------ ページ抜粋 ------
今回分かったんだけど、俺がこの映画のこと好きなのって、物語云々はさほど重要じゃないってことだ。だから、ラストの記憶があまりないのである。
じゃあ何がいいかって言うと、チェミンシクが演じる殺人鬼のギョンチョルがいいのだ。主役のイビョンホンが演じるスヒョンはどうでもいい(笑)。
スヒョンは国家情報院の捜査官だけあって、戦闘力も高いし頭もいいから、憎きギョンチョルを痛めつけては苦しめ、その逃がしてはまた追いかけるという、キャッチ&リリース方式で亡き妻の復讐を遂行するわけだが、ダラダラやってるうちにギョンチョルからその意図を見抜かれて反撃されて義理の父や妹にも迷惑かけてるし、その辺の手落ち感にそこはかとないバカさが見え隠れして萎える。いっそ一思いに殺すか、警察に突き出してれば犠牲になる人も少なかったわけだし。
まぁ、そういうツッコミをしちゃうとこの作品のストーリーが成り立たないので、野暮なんだけど、この映画は、ギョンチョルのキャラがいいからこそ楽しめるのだ。
彼には、一緒に暮らしていないとはいえ子どももいるし両親も健在。彼だけがなぜあんなに人格がぶっ壊れているのかはようわからんが、この作品の中だけでの彼を見るに、この男は純粋な悪人なのだ。
道徳観や倫理観なんてものはない。だから、人を殺すのにも傷つけるのにも、何のためらいもないし、むしろ楽しそう。
------
やること ▸
#1 映画評によると、殺人鬼ギョンチョルを演じているのは誰ですか。
#2 映画評のうち、「今回分かったんだけど、俺がこ」という語句を含む箇所から「なる人も少なかったわけだし。」で終わる箇所までを、そのまま書き写してください。
#3 映画評の最後の文に続く部分を書いてください。
これらの行は、上の映画評とは関係がありません。
------ データセットの行 ------
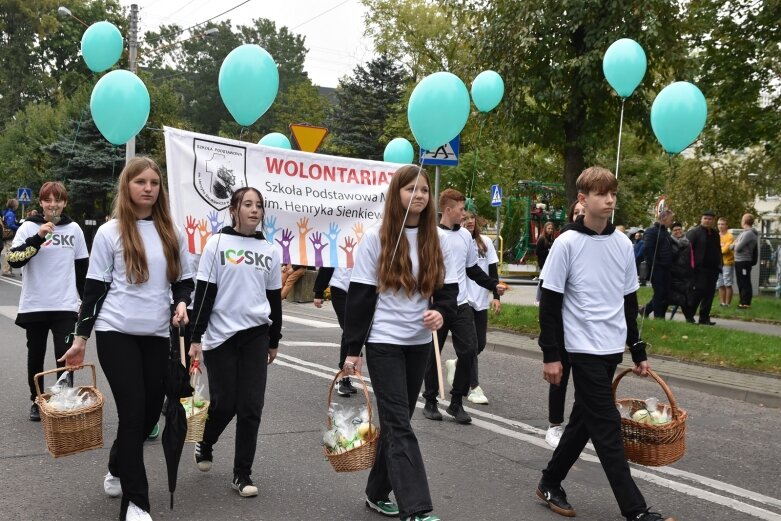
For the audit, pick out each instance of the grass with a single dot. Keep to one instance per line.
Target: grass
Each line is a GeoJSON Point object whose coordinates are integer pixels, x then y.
{"type": "Point", "coordinates": [764, 308]}
{"type": "Point", "coordinates": [713, 346]}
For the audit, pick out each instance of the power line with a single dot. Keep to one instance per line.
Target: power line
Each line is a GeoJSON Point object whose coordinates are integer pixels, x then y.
{"type": "Point", "coordinates": [319, 15]}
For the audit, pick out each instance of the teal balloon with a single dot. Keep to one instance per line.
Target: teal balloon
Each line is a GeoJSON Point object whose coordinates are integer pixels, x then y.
{"type": "Point", "coordinates": [119, 106]}
{"type": "Point", "coordinates": [438, 109]}
{"type": "Point", "coordinates": [101, 46]}
{"type": "Point", "coordinates": [399, 150]}
{"type": "Point", "coordinates": [248, 82]}
{"type": "Point", "coordinates": [678, 116]}
{"type": "Point", "coordinates": [487, 90]}
{"type": "Point", "coordinates": [276, 140]}
{"type": "Point", "coordinates": [624, 65]}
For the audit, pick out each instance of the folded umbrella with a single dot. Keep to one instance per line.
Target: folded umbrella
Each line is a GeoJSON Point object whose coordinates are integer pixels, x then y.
{"type": "Point", "coordinates": [177, 386]}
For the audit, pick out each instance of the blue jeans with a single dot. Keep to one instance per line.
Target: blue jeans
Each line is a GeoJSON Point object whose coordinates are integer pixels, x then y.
{"type": "Point", "coordinates": [397, 374]}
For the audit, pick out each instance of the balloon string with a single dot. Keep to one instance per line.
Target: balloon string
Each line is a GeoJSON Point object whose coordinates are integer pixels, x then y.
{"type": "Point", "coordinates": [477, 155]}
{"type": "Point", "coordinates": [618, 152]}
{"type": "Point", "coordinates": [76, 136]}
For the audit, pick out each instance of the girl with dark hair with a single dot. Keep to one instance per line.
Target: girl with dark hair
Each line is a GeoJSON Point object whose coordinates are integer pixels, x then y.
{"type": "Point", "coordinates": [139, 260]}
{"type": "Point", "coordinates": [52, 253]}
{"type": "Point", "coordinates": [398, 294]}
{"type": "Point", "coordinates": [239, 337]}
{"type": "Point", "coordinates": [481, 299]}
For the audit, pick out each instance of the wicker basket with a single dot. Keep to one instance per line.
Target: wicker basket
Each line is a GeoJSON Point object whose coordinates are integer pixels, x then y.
{"type": "Point", "coordinates": [359, 458]}
{"type": "Point", "coordinates": [71, 432]}
{"type": "Point", "coordinates": [197, 421]}
{"type": "Point", "coordinates": [647, 444]}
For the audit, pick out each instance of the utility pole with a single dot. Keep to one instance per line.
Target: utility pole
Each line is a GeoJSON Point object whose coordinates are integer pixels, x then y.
{"type": "Point", "coordinates": [132, 45]}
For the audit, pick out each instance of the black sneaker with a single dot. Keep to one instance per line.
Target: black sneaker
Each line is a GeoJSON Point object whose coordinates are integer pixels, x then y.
{"type": "Point", "coordinates": [431, 411]}
{"type": "Point", "coordinates": [35, 414]}
{"type": "Point", "coordinates": [203, 456]}
{"type": "Point", "coordinates": [456, 410]}
{"type": "Point", "coordinates": [345, 388]}
{"type": "Point", "coordinates": [245, 486]}
{"type": "Point", "coordinates": [651, 516]}
{"type": "Point", "coordinates": [556, 499]}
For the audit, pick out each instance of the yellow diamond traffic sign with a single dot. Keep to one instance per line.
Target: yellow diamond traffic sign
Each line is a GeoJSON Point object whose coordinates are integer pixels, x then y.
{"type": "Point", "coordinates": [307, 137]}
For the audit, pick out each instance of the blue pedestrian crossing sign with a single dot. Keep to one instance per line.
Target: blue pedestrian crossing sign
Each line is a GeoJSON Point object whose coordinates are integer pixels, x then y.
{"type": "Point", "coordinates": [24, 195]}
{"type": "Point", "coordinates": [496, 195]}
{"type": "Point", "coordinates": [446, 155]}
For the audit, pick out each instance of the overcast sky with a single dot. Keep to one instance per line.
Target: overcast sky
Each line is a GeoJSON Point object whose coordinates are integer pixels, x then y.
{"type": "Point", "coordinates": [333, 28]}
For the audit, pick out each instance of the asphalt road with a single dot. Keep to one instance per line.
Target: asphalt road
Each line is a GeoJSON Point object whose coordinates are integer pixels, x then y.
{"type": "Point", "coordinates": [487, 470]}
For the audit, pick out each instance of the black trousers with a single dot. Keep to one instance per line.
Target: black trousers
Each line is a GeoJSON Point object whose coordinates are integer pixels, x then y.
{"type": "Point", "coordinates": [465, 345]}
{"type": "Point", "coordinates": [481, 331]}
{"type": "Point", "coordinates": [397, 374]}
{"type": "Point", "coordinates": [37, 338]}
{"type": "Point", "coordinates": [743, 276]}
{"type": "Point", "coordinates": [702, 294]}
{"type": "Point", "coordinates": [339, 302]}
{"type": "Point", "coordinates": [557, 394]}
{"type": "Point", "coordinates": [237, 372]}
{"type": "Point", "coordinates": [660, 282]}
{"type": "Point", "coordinates": [135, 368]}
{"type": "Point", "coordinates": [595, 416]}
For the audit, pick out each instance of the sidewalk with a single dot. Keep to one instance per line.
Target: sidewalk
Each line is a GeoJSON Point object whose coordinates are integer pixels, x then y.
{"type": "Point", "coordinates": [748, 387]}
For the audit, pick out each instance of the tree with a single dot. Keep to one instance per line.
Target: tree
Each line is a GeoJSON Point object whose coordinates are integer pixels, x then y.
{"type": "Point", "coordinates": [364, 104]}
{"type": "Point", "coordinates": [549, 53]}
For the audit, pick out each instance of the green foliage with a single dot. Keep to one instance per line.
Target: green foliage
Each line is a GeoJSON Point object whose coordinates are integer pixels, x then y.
{"type": "Point", "coordinates": [549, 54]}
{"type": "Point", "coordinates": [364, 103]}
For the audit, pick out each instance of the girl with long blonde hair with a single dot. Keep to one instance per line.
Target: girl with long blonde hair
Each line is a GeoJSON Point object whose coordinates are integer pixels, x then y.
------
解答 ▸
#1 チェミンシクです。

#2
今回分かったんだけど、俺がこの映画のこと好きなのって、物語云々はさほど重要じゃないってことだ。だから、ラストの記憶があまりないのである。
じゃあ何がいいかって言うと、チェミンシクが演じる殺人鬼のギョンチョルがいいのだ。主役のイビョンホンが演じるスヒョンはどうでもいい(笑)。
スヒョンは国家情報院の捜査官だけあって、戦闘力も高いし頭もいいから、憎きギョンチョルを痛めつけては苦しめ、その逃がしてはまた追いかけるという、キャッチ&リリース方式で亡き妻の復讐を遂行するわけだが、ダラダラやってるうちにギョンチョルからその意図を見抜かれて反撃されて義理の父や妹にも迷惑かけてるし、その辺の手落ち感にそこはかとないバカさが見え隠れして萎える。いっそ一思いに殺すか、警察に突き出してれば犠牲になる人も少なかったわけだし。

#3
そういう人間を相手にすると、まともな人間の意見なんて、クソみたいなもんだ。いわゆる常識的な正しさなどはギョンチョルには通用しないのだ。
悪いことを悪いと思わずにできる人間にとって、それは悪ではない。そういう全然感情移入できない異常な男が起こす行動は一般常識にまみれた世界で生きる俺からしてみたら、絶対にまねできないし、したくないし、関わりたくもない人間であるのは確かだが、だがしかし、彼のその純粋悪としての存在感があってこそ、この映画は面白いのである。
このような殺人鬼はもちろん、他の作品の中にも腐るほどいると思うが、こいつは自分が成人女性殺しをする理由も、少女をレイプする理由も、何も説明しないので動機がよくわからん。
女性をバラバラにして殺すことに性的欲求が満たされるのか、レイプがしたいのか、なんなのか、わからんのである。
そこはある意味で不満点でもあるんだが、こういう悪人が悪的行為をなぜしてしまうかについて理由をつけたくなるのは、常識的観点にいる立場の人間が安心感を得たいからだろう。しかし、ギョンチョルが女性を殺すことの理由はよくわからないのである。
たぶん、行きずりで殺すことになった人間以外、彼がターゲットにするのはすべて女性であるから、そこに何か意味はあるのだろう。ただ、この作品ではそこが詳細には描かれない。その描かれなさが、ギョンチョルを純粋悪として成り立たせているのである。
だから、家族や息子となぜ別れて暮らしているかについての説明はないのだ。なくていいのだ。してしまうと、彼のキャラに背景ができてしまい、純粋悪ではいられなくなってしまうので。
ということで、この作品におけるギョンチョルの描写は意図的に説明が省かれているのかどうなのかはわからんが、その曖昧さや分からなさの中に、この悪人を見ることの面白さがある。
一方のスヒョンも復讐を通して悪魔的にはなっていくのだが、彼は単なる罪人になっていくだけで、純粋悪にはなれていない。悪人にはなるものではなく、元からなっているものなのだろう。もちろん、ここでいう悪とは、ギョンチョル的悪のことである。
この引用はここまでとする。